# Required work
Here the job is to repeat the listing exactly, but not the pictures in it.

# Data section

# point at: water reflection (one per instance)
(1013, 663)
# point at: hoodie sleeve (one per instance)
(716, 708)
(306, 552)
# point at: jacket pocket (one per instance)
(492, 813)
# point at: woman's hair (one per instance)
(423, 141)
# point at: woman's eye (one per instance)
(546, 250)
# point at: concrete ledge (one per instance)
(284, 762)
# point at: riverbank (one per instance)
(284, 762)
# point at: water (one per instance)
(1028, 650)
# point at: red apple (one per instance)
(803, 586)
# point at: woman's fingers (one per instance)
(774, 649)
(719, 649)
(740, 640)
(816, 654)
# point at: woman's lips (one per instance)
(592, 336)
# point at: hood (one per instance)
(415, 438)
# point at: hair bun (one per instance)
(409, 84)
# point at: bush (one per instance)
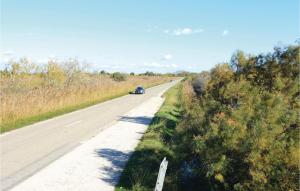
(117, 76)
(243, 133)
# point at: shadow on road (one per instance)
(117, 161)
(140, 119)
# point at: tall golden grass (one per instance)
(24, 95)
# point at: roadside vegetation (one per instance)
(142, 168)
(236, 127)
(31, 92)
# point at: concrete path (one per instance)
(93, 163)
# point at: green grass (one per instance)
(48, 115)
(142, 168)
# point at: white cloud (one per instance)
(182, 31)
(8, 53)
(159, 65)
(225, 32)
(167, 57)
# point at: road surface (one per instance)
(26, 151)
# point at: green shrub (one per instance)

# Worked solution
# point at: water reflection (one per instance)
(1013, 663)
# point at: hoodie sleeve (one per instance)
(716, 708)
(306, 552)
# point at: jacket pocket (one per instance)
(492, 813)
# point at: woman's hair (one per instance)
(423, 141)
# point at: woman's eye (one per instance)
(546, 250)
# point at: concrete ledge (one per instance)
(284, 762)
# point at: riverbank (one per instance)
(284, 762)
# point at: water (one per instance)
(1028, 650)
# point at: red apple (one per instance)
(803, 586)
# point at: woman's fingers (one per instance)
(774, 649)
(719, 649)
(740, 640)
(816, 654)
# point at: woman's lips (one per instance)
(592, 336)
# point at: hood (one per instance)
(415, 438)
# point at: hair bun (one per instance)
(409, 84)
# point at: bush (one per instance)
(117, 76)
(243, 133)
# point at: shadow on road (one per instance)
(117, 161)
(140, 119)
# point at: tall golden grass (one per instance)
(24, 95)
# point at: roadside vegetation (one per instance)
(142, 168)
(236, 127)
(31, 92)
# point at: concrete path (one per instance)
(93, 163)
# point at: green grass (one per instance)
(48, 115)
(142, 168)
# point at: white cloud (one per instance)
(182, 31)
(8, 53)
(159, 65)
(225, 32)
(167, 57)
# point at: road surface (one per instance)
(26, 151)
# point at: green shrub (one per instance)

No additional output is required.